### Required work
Rewrite the stretch of the listing from its start through the line containing "pixel 426 127", substituting "place" for every occurrence of "drop" and leaving everything else unchanged. Reproduce only that stretch, and omit the pictures.

### The data

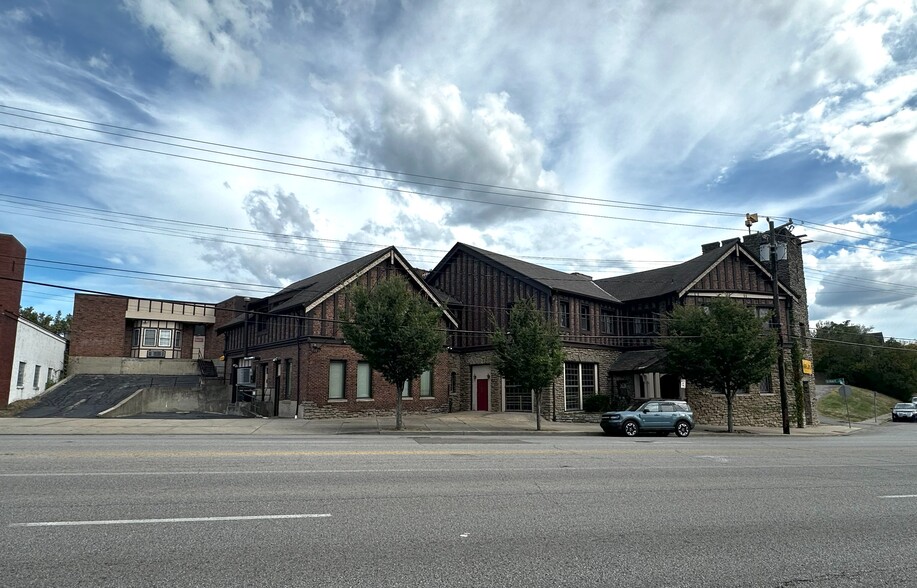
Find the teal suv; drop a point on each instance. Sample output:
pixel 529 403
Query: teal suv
pixel 656 416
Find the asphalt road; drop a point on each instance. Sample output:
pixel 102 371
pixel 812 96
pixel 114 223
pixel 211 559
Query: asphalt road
pixel 459 511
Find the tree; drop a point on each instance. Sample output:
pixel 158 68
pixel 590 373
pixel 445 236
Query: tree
pixel 530 354
pixel 396 331
pixel 865 359
pixel 57 324
pixel 722 346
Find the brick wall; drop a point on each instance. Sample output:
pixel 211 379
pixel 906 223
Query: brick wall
pixel 98 328
pixel 310 372
pixel 12 265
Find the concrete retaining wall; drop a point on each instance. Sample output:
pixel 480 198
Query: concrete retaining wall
pixel 132 366
pixel 166 399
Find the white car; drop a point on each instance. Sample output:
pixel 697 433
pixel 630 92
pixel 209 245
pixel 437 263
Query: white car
pixel 904 411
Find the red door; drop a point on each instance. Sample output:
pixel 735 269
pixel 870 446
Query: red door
pixel 482 394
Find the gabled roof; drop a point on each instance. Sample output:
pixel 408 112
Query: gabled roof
pixel 309 292
pixel 676 279
pixel 546 278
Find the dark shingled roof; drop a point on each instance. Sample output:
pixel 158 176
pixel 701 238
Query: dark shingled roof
pixel 665 280
pixel 308 290
pixel 549 278
pixel 636 361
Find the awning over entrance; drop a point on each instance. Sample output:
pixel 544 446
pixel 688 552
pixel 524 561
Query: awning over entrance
pixel 650 360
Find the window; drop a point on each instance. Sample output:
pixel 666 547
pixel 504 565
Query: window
pixel 426 383
pixel 364 380
pixel 516 399
pixel 579 383
pixel 607 322
pixel 149 337
pixel 287 377
pixel 765 386
pixel 336 380
pixel 585 317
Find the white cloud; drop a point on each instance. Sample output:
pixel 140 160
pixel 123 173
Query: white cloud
pixel 214 39
pixel 426 127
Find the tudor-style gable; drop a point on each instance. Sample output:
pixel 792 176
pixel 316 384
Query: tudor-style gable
pixel 482 287
pixel 310 308
pixel 725 269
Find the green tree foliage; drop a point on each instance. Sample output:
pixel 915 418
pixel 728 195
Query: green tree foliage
pixel 56 323
pixel 723 347
pixel 864 359
pixel 530 354
pixel 396 331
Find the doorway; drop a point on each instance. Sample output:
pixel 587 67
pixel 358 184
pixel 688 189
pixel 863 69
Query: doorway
pixel 480 387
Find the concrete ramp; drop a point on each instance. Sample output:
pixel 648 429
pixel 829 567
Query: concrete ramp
pixel 86 395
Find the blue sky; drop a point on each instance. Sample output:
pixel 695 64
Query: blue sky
pixel 192 149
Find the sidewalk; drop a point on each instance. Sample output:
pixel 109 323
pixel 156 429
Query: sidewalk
pixel 459 423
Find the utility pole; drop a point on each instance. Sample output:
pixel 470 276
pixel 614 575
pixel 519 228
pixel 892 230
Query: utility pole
pixel 784 408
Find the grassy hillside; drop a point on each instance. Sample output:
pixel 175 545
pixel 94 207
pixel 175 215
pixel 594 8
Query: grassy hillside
pixel 860 404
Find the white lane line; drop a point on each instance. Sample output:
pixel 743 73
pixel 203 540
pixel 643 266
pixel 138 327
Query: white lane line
pixel 150 521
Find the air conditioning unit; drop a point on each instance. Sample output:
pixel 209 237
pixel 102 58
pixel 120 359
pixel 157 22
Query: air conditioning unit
pixel 245 376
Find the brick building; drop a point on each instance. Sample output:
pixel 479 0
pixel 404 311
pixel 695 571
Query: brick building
pixel 285 353
pixel 30 356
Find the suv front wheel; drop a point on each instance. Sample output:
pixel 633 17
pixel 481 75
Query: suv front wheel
pixel 682 429
pixel 631 428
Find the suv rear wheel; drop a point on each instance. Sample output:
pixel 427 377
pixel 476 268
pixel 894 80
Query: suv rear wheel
pixel 631 428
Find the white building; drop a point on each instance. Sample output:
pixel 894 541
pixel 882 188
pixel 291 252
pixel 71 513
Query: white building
pixel 37 359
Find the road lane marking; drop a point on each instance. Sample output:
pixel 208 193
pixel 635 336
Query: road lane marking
pixel 174 520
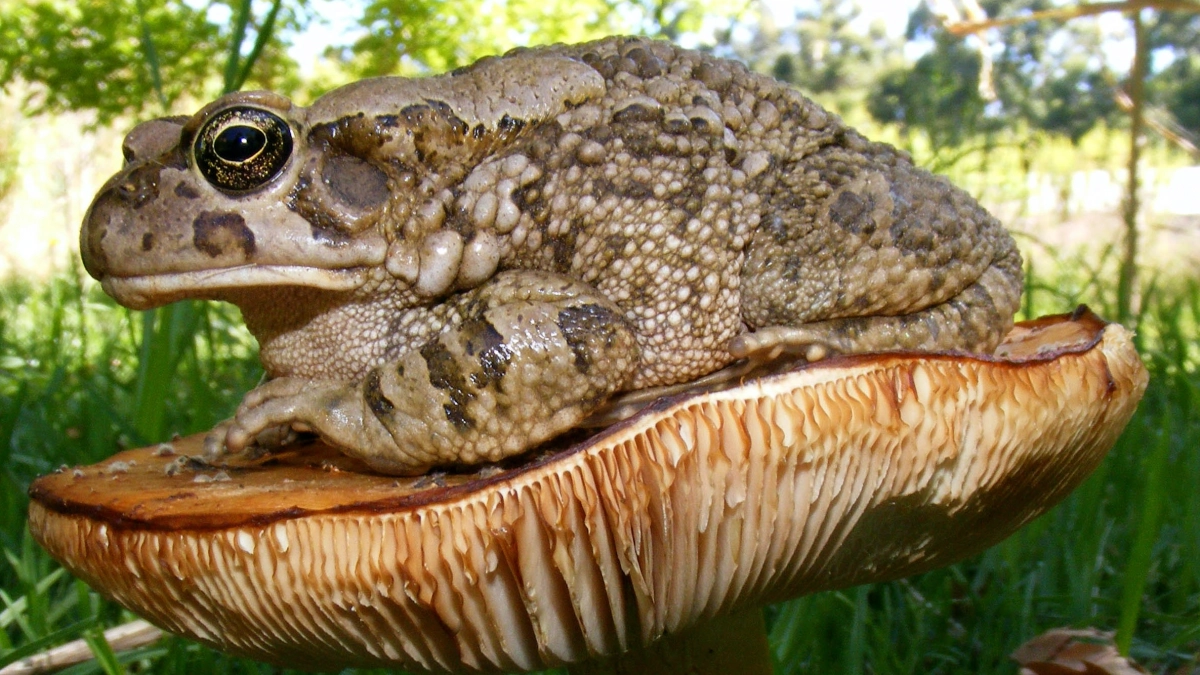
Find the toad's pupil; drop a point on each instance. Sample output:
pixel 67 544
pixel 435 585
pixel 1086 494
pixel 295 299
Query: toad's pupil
pixel 239 143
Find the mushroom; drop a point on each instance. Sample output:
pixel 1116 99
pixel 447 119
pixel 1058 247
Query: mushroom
pixel 643 548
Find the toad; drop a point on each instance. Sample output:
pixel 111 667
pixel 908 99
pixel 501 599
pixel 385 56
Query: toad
pixel 453 269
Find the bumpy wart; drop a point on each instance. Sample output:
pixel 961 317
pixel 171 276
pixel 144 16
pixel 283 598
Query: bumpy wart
pixel 454 269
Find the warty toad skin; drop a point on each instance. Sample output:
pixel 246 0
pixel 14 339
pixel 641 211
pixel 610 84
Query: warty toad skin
pixel 454 269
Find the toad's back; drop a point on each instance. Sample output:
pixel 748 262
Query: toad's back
pixel 598 217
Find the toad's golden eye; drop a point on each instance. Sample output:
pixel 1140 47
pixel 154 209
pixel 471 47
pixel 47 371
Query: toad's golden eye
pixel 243 148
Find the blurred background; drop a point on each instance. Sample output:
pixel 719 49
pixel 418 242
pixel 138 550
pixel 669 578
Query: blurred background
pixel 1077 124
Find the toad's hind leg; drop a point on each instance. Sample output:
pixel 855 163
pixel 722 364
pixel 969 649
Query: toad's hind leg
pixel 522 359
pixel 888 257
pixel 971 321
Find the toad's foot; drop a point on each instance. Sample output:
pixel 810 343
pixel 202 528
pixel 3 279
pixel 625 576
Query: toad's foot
pixel 529 356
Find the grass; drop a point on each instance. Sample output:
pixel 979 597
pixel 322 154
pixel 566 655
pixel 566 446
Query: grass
pixel 81 377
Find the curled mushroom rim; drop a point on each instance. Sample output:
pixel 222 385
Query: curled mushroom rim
pixel 55 500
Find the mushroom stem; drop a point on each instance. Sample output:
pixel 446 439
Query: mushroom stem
pixel 726 644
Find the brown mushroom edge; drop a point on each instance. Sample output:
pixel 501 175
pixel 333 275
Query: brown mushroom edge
pixel 841 472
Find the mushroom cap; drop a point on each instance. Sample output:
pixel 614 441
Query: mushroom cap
pixel 835 473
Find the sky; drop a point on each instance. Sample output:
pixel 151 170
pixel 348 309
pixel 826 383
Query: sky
pixel 340 17
pixel 340 22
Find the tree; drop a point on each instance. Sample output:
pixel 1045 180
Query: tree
pixel 397 40
pixel 1143 15
pixel 125 55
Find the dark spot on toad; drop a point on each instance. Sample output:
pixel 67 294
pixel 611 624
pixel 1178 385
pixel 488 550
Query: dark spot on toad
pixel 485 342
pixel 582 324
pixel 445 374
pixel 372 393
pixel 217 233
pixel 354 181
pixel 851 211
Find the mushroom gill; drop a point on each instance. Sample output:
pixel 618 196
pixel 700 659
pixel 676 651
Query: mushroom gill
pixel 845 471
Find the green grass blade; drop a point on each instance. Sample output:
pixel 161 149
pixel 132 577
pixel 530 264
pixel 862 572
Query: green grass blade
pixel 103 651
pixel 47 641
pixel 1141 556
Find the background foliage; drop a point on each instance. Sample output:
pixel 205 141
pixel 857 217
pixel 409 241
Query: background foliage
pixel 81 376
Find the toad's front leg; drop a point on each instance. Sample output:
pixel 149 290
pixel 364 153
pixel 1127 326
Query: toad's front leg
pixel 529 356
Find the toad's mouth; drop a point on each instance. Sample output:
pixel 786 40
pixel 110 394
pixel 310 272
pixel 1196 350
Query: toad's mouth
pixel 150 291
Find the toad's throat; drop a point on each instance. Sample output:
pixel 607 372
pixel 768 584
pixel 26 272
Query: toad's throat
pixel 156 290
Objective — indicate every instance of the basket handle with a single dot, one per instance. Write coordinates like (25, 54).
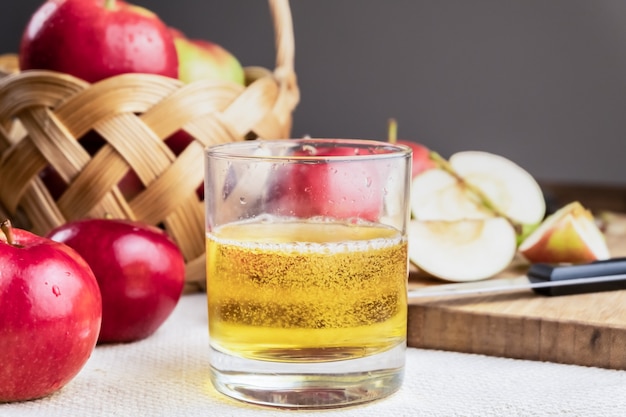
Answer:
(285, 44)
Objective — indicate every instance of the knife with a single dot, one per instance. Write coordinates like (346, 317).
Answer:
(544, 279)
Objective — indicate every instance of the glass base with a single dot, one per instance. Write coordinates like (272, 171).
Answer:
(308, 385)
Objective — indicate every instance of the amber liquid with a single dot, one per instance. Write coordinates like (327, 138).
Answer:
(314, 291)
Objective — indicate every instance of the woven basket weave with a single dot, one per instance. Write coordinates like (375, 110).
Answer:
(44, 114)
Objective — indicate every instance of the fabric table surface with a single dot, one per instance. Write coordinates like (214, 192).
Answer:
(167, 375)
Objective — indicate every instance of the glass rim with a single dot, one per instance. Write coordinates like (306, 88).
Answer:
(237, 150)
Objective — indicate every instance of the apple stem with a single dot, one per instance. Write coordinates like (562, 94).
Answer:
(6, 228)
(477, 192)
(392, 131)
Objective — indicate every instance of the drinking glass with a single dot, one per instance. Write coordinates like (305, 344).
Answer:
(306, 245)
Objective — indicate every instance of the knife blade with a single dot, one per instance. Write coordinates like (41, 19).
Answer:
(544, 279)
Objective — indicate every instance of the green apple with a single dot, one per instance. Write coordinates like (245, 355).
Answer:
(201, 59)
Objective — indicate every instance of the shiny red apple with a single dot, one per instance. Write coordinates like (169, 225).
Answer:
(200, 59)
(97, 39)
(50, 314)
(421, 157)
(140, 271)
(348, 189)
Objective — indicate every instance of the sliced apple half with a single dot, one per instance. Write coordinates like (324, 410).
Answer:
(509, 188)
(570, 235)
(438, 195)
(462, 250)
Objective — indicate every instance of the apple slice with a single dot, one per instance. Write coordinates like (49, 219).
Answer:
(509, 188)
(474, 185)
(462, 250)
(438, 195)
(570, 235)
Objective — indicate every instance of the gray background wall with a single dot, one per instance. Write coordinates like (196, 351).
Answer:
(541, 82)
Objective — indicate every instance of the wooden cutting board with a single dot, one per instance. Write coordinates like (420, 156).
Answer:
(583, 329)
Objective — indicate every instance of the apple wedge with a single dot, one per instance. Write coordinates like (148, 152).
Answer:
(462, 250)
(570, 235)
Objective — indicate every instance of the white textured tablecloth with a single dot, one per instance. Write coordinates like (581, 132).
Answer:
(166, 375)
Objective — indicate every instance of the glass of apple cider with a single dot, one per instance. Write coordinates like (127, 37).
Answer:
(306, 245)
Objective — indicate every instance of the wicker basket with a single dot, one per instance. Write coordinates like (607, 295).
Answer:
(45, 115)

### Response below
Find the teal suv; place a point on each instance. Sample output:
pixel 529 403
Query: teal suv
pixel 656 416
Find the asphalt road; place a point on each instance. Sample output:
pixel 102 371
pixel 812 96
pixel 114 223
pixel 211 559
Query: asphalt road
pixel 459 511
Find the tree; place a point on each instance. Sample output:
pixel 158 68
pixel 590 373
pixel 445 236
Query: tree
pixel 530 354
pixel 396 331
pixel 865 359
pixel 57 324
pixel 722 346
Find the brick wall; place a point on each instance. Sample output:
pixel 211 379
pixel 906 223
Query: brick wall
pixel 98 328
pixel 310 372
pixel 12 265
Find the concrete retaining wall; place a point on each instance. Sample output:
pixel 480 198
Query: concrete retaining wall
pixel 132 366
pixel 166 399
Find the white car; place a point on each instance. Sample output:
pixel 697 433
pixel 630 92
pixel 209 245
pixel 437 263
Query: white car
pixel 904 411
Find the red door; place a point on each instance. Sample output:
pixel 735 269
pixel 870 446
Query: red door
pixel 482 394
Find the gabled roof; place a point on each instance. Sample output:
pixel 408 112
Query: gabled roof
pixel 309 292
pixel 676 279
pixel 546 278
Find the dark shingled roof; place a point on each instance. Sample output:
pixel 158 176
pixel 701 238
Query: dark shingled roof
pixel 665 280
pixel 308 290
pixel 549 278
pixel 636 361
Find the awning over entrance; place a point on each instance. Sample output:
pixel 544 446
pixel 688 552
pixel 524 561
Query: awning over entrance
pixel 650 360
Find the window; place a point on each instance. Sample output:
pixel 666 547
pixel 504 565
Query: window
pixel 426 383
pixel 364 380
pixel 516 399
pixel 579 383
pixel 607 322
pixel 149 337
pixel 287 377
pixel 765 386
pixel 336 380
pixel 585 317
Find the white cloud; place a point on each instance. Sample output:
pixel 140 160
pixel 123 173
Query: white cloud
pixel 214 39
pixel 426 127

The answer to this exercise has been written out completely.